→ **Work task**
From the first line to the last, write out the records below exactly as they appear.

→ **Source data**
┄┄┄┄┄┄┄┄┄┄┄┄┄┄┄┄┄┄┄┄

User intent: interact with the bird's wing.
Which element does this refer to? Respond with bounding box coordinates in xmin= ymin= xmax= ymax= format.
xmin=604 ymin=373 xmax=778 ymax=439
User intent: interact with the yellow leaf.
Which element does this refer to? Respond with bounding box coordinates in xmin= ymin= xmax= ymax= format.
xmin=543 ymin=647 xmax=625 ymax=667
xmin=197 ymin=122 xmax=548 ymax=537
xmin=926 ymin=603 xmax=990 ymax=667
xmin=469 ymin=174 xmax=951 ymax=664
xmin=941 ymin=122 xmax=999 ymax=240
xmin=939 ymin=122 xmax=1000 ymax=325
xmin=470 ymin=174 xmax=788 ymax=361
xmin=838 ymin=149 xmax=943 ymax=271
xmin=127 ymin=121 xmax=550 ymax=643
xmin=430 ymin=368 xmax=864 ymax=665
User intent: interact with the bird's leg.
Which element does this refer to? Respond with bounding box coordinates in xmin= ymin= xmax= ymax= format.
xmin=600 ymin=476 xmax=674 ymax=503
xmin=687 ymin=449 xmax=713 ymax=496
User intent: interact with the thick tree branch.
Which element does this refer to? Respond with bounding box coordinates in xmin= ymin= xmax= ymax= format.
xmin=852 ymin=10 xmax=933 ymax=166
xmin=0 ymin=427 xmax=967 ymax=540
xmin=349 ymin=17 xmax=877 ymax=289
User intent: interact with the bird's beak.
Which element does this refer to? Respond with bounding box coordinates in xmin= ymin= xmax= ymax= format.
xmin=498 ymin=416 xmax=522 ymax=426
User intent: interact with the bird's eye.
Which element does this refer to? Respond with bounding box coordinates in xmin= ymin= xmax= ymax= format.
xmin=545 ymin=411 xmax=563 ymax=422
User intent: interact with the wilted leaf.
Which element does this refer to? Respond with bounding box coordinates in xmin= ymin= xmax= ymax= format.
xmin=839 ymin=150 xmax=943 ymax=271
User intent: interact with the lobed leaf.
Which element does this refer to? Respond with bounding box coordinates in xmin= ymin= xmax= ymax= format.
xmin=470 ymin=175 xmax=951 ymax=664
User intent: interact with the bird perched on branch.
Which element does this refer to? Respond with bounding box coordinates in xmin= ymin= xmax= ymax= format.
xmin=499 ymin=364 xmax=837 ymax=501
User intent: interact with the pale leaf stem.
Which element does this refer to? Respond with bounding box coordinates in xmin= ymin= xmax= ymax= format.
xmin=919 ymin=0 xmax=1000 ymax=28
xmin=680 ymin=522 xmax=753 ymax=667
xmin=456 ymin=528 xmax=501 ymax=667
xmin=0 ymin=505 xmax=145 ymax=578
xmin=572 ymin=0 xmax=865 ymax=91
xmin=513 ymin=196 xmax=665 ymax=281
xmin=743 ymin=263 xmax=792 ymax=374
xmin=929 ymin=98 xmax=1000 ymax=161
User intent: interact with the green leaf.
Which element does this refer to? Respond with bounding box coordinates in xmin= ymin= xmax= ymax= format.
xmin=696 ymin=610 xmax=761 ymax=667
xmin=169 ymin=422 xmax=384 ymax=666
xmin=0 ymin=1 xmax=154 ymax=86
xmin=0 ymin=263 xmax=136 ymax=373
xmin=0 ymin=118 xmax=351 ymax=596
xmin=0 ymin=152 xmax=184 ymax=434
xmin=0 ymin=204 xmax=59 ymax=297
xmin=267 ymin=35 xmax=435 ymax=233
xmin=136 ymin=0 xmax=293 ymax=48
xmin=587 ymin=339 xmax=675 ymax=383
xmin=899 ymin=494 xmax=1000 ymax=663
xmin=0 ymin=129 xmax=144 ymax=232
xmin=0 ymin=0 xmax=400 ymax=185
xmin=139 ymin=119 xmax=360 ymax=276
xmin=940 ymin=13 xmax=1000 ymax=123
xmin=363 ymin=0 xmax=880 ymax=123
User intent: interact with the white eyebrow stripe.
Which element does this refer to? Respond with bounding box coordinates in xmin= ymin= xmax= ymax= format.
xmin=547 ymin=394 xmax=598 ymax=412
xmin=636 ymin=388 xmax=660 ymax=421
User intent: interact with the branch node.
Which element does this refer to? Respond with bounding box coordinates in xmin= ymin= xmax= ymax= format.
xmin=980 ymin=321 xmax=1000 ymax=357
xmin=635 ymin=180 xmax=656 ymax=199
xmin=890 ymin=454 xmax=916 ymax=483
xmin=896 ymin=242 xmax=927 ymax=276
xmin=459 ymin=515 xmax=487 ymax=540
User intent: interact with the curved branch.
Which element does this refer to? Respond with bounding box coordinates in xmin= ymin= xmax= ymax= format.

┄┄┄┄┄┄┄┄┄┄┄┄┄┄┄┄┄┄┄┄

→ **Task solution**
User intent: interact with the bird's wing.
Which element does this refer to? Respond with bounding box coordinates in xmin= ymin= xmax= ymax= format.
xmin=604 ymin=373 xmax=778 ymax=439
User intent: interact with the yellow leaf.
Which element does this refer to? Respond with bounding box coordinates in xmin= ymin= xmax= ymax= format.
xmin=543 ymin=647 xmax=625 ymax=667
xmin=197 ymin=122 xmax=548 ymax=537
xmin=926 ymin=603 xmax=990 ymax=667
xmin=469 ymin=174 xmax=951 ymax=664
xmin=941 ymin=122 xmax=999 ymax=240
xmin=939 ymin=122 xmax=1000 ymax=325
xmin=470 ymin=174 xmax=788 ymax=361
xmin=838 ymin=149 xmax=943 ymax=271
xmin=127 ymin=121 xmax=550 ymax=643
xmin=430 ymin=368 xmax=864 ymax=665
User intent: interact with the bird's leg.
Which element does this refer to? Respond with bounding box coordinates in xmin= ymin= xmax= ymax= format.
xmin=600 ymin=476 xmax=674 ymax=503
xmin=687 ymin=449 xmax=713 ymax=496
User intent: interact with the thick tree branch.
Which element does this refer to? Respond with bounding box coordinates in xmin= ymin= xmax= ymax= format.
xmin=852 ymin=10 xmax=933 ymax=166
xmin=0 ymin=427 xmax=967 ymax=540
xmin=349 ymin=17 xmax=877 ymax=289
User intent: interact with the bird's beak.
Which element does this refer to? Respond with bounding box coordinates in xmin= ymin= xmax= ymax= format.
xmin=498 ymin=416 xmax=522 ymax=426
User intent: interact with the bird's eye.
Which element does this refer to? Respond with bounding box coordinates in xmin= ymin= xmax= ymax= format.
xmin=545 ymin=411 xmax=563 ymax=422
User intent: interact with the wilted leaf.
Which element does this refer to? Respond with bounding box coordinates in xmin= ymin= xmax= ymax= format.
xmin=839 ymin=150 xmax=943 ymax=271
User intent: interact with the lobed leaf.
Which element does this refer to? Respond with bounding box coordinates in xmin= ymin= xmax= ymax= format.
xmin=470 ymin=175 xmax=951 ymax=664
User intent: interact with the bird perched on branch.
Which element does this refer to? Respond with bounding box coordinates in xmin= ymin= xmax= ymax= format.
xmin=499 ymin=364 xmax=837 ymax=501
User intent: interact with the pale leaf stem.
Which element does this refer to? Respond with bounding box coordinates in xmin= ymin= xmax= ymax= format.
xmin=919 ymin=0 xmax=1000 ymax=28
xmin=680 ymin=522 xmax=753 ymax=667
xmin=456 ymin=528 xmax=501 ymax=667
xmin=0 ymin=505 xmax=145 ymax=578
xmin=572 ymin=0 xmax=865 ymax=91
xmin=513 ymin=196 xmax=665 ymax=281
xmin=743 ymin=263 xmax=792 ymax=374
xmin=929 ymin=98 xmax=1000 ymax=161
User intent: interact with the green leaf.
Which element does this refer to? Respond with bounding box coordinates in xmin= ymin= xmax= ymax= format.
xmin=696 ymin=610 xmax=761 ymax=667
xmin=169 ymin=422 xmax=384 ymax=666
xmin=0 ymin=1 xmax=154 ymax=86
xmin=0 ymin=263 xmax=136 ymax=373
xmin=0 ymin=118 xmax=351 ymax=596
xmin=0 ymin=152 xmax=184 ymax=434
xmin=0 ymin=204 xmax=59 ymax=297
xmin=267 ymin=35 xmax=435 ymax=233
xmin=136 ymin=0 xmax=293 ymax=48
xmin=587 ymin=339 xmax=675 ymax=383
xmin=899 ymin=494 xmax=1000 ymax=663
xmin=0 ymin=129 xmax=144 ymax=232
xmin=0 ymin=0 xmax=400 ymax=185
xmin=139 ymin=119 xmax=360 ymax=276
xmin=940 ymin=13 xmax=1000 ymax=123
xmin=363 ymin=0 xmax=880 ymax=123
User intent: interact with the white eyebrow stripe.
Which element does this refer to? Respond with bounding box coordinates in xmin= ymin= xmax= ymax= format.
xmin=547 ymin=394 xmax=598 ymax=412
xmin=636 ymin=388 xmax=660 ymax=421
User intent: interact with the branch node.
Which element does this refer to? Respond with bounding box coordinates in xmin= ymin= xmax= ymax= format.
xmin=980 ymin=321 xmax=1000 ymax=357
xmin=635 ymin=180 xmax=656 ymax=199
xmin=890 ymin=454 xmax=916 ymax=483
xmin=896 ymin=242 xmax=927 ymax=276
xmin=459 ymin=515 xmax=487 ymax=540
User intent: interact with the curved branch.
Which element does this refer to? Respond with bounding box coordinates in xmin= ymin= xmax= ymax= format.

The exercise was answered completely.